** Start **

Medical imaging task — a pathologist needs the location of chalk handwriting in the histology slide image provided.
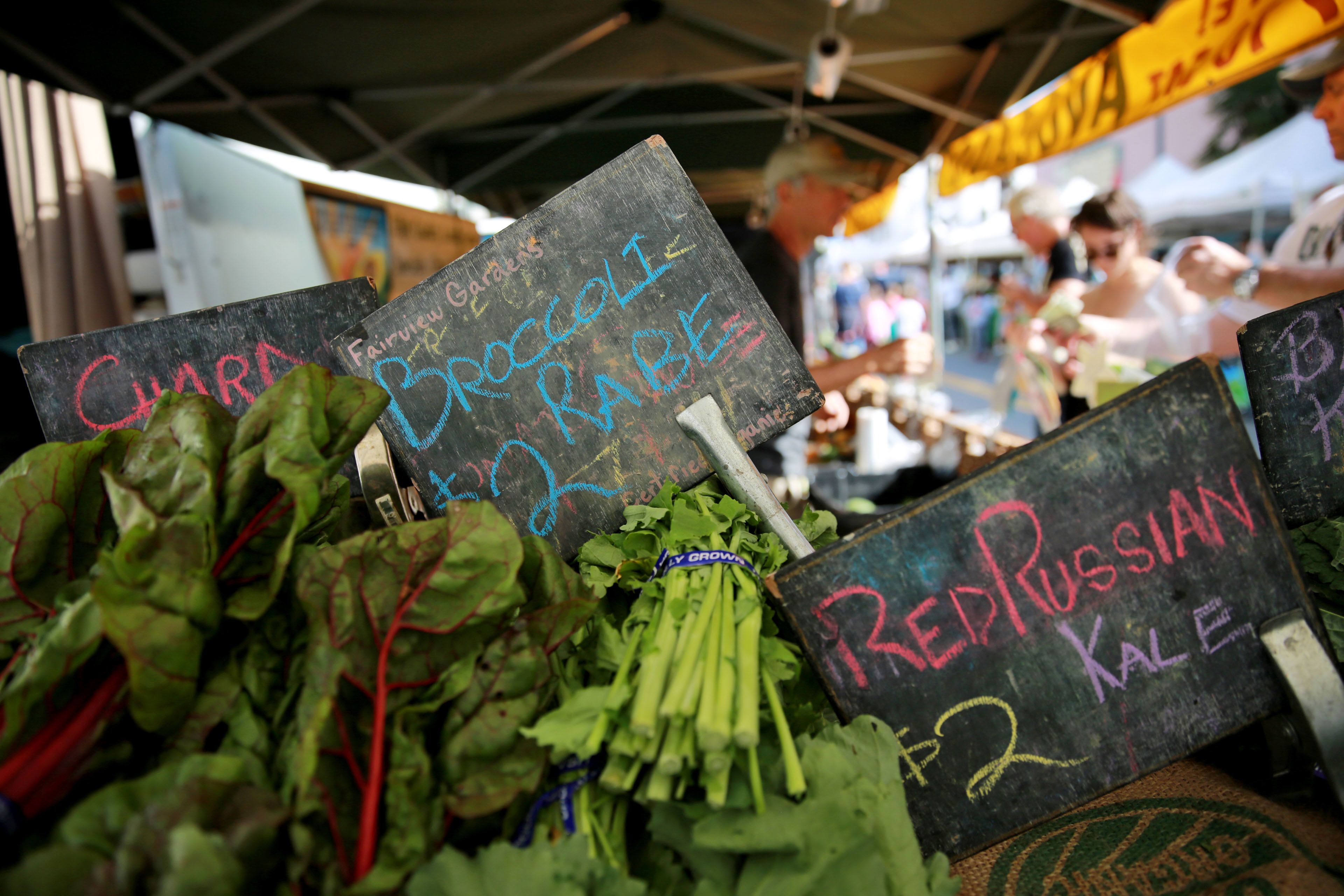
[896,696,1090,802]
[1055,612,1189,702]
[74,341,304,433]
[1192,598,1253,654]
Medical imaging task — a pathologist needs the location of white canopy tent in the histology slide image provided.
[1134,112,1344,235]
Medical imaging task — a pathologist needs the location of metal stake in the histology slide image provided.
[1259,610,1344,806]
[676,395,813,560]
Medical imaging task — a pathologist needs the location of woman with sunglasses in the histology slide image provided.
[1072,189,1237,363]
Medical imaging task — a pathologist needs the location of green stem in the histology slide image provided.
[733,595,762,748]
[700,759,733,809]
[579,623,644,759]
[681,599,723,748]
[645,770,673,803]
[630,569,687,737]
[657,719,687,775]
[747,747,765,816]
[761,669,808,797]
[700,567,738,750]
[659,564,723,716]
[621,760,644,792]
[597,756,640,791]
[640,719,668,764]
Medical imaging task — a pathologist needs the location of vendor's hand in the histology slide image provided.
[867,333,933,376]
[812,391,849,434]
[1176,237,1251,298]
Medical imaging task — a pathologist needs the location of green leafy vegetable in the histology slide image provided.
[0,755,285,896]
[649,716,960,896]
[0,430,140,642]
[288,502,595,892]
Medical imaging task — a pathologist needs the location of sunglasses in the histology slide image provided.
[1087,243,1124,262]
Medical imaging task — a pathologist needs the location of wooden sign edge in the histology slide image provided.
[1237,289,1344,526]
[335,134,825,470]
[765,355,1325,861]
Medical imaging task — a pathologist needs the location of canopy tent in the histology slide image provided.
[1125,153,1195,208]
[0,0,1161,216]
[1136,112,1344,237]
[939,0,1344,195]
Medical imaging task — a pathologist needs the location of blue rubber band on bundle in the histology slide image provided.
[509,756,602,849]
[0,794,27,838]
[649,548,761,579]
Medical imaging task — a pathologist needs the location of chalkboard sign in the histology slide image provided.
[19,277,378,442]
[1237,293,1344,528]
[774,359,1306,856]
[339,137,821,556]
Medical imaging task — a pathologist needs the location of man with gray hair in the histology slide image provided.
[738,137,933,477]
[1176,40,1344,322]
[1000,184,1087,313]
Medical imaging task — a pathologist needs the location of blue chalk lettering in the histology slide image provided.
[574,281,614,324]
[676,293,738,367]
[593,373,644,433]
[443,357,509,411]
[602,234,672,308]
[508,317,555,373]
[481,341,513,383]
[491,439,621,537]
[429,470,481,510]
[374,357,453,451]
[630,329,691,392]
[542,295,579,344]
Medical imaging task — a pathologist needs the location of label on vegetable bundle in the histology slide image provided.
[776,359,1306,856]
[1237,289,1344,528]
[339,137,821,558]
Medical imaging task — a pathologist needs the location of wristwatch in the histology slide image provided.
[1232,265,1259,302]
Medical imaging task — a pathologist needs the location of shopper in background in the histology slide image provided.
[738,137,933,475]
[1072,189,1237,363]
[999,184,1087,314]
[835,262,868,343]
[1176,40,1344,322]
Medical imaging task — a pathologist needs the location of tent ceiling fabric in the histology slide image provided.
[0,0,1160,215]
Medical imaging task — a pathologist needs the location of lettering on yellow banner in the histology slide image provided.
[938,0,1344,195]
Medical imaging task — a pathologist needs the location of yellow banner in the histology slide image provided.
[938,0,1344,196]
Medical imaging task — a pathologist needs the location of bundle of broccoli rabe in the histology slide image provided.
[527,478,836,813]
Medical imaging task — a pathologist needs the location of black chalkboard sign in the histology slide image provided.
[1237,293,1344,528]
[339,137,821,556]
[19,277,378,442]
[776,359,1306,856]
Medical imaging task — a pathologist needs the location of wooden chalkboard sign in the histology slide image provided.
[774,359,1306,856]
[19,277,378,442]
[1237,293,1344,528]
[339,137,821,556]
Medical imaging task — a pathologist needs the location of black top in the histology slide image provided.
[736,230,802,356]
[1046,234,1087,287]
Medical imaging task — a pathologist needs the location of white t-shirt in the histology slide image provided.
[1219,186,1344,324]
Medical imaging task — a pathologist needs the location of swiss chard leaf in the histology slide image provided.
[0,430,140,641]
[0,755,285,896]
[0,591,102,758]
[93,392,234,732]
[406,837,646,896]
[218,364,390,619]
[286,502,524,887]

** End **
** Start **

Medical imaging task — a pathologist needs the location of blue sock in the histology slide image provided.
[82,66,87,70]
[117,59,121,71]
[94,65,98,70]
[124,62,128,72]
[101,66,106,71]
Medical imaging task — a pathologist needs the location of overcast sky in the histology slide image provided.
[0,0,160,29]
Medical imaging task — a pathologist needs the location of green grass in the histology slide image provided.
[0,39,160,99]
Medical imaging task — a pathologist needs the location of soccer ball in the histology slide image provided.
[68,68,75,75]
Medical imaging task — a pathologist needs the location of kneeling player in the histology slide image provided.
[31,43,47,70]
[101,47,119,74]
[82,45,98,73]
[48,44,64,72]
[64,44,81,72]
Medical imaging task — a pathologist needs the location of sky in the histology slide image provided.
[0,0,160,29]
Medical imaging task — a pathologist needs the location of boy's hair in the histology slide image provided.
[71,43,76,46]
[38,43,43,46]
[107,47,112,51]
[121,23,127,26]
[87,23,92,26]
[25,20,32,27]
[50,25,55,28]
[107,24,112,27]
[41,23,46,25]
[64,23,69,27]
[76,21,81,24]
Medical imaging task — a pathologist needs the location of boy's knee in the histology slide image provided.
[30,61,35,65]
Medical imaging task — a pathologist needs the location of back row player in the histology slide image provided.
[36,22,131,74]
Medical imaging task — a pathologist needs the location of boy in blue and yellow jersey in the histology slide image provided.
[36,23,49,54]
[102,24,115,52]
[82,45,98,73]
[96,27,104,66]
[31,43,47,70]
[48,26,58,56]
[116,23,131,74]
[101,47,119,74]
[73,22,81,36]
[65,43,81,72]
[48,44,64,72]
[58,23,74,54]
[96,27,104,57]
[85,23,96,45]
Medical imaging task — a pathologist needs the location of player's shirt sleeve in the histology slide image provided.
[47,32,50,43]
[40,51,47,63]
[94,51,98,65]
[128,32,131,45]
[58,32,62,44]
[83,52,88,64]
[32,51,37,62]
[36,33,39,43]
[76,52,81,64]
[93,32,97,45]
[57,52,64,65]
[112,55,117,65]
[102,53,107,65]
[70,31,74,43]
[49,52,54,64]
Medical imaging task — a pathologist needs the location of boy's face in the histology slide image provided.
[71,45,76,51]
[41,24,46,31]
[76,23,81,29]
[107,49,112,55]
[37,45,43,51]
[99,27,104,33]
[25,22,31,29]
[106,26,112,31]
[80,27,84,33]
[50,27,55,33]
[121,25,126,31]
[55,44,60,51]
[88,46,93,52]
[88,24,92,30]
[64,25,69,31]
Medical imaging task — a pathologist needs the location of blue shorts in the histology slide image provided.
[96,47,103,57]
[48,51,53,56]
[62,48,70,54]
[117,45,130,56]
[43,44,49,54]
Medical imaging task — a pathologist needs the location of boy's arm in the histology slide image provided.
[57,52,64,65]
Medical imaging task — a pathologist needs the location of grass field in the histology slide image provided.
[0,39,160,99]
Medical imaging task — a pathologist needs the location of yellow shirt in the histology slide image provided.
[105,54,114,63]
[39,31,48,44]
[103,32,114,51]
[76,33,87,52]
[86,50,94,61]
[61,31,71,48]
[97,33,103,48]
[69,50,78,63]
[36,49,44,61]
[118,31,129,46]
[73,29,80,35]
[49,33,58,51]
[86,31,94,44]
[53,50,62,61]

** End **

What you should do:
Quote the records word for word, from the line containing "shorts in the histology slide image provided." through the line containing "[53,50,62,61]", including both of those lines.

Final result:
Medical imaging task — a pathologist needs the location of blue shorts in the histology slide image provided.
[96,47,103,57]
[48,51,53,56]
[62,48,70,54]
[117,45,130,56]
[43,44,49,54]
Medical imaging task — a pathologist needs the location of boy's arm in the histology slide image provided.
[57,52,64,65]
Medical imaging task — a pathologist needs the location of grass field in the histology slide image provided.
[0,39,160,99]
Medical imaging task — a pathologist needs the location of yellow shirt in the histology slide image provided.
[105,54,114,63]
[39,31,48,44]
[103,32,114,51]
[76,33,87,52]
[86,50,94,61]
[61,31,71,48]
[97,33,103,48]
[69,50,78,63]
[36,49,44,61]
[118,31,129,46]
[73,29,80,35]
[49,33,58,51]
[86,31,94,44]
[53,50,62,61]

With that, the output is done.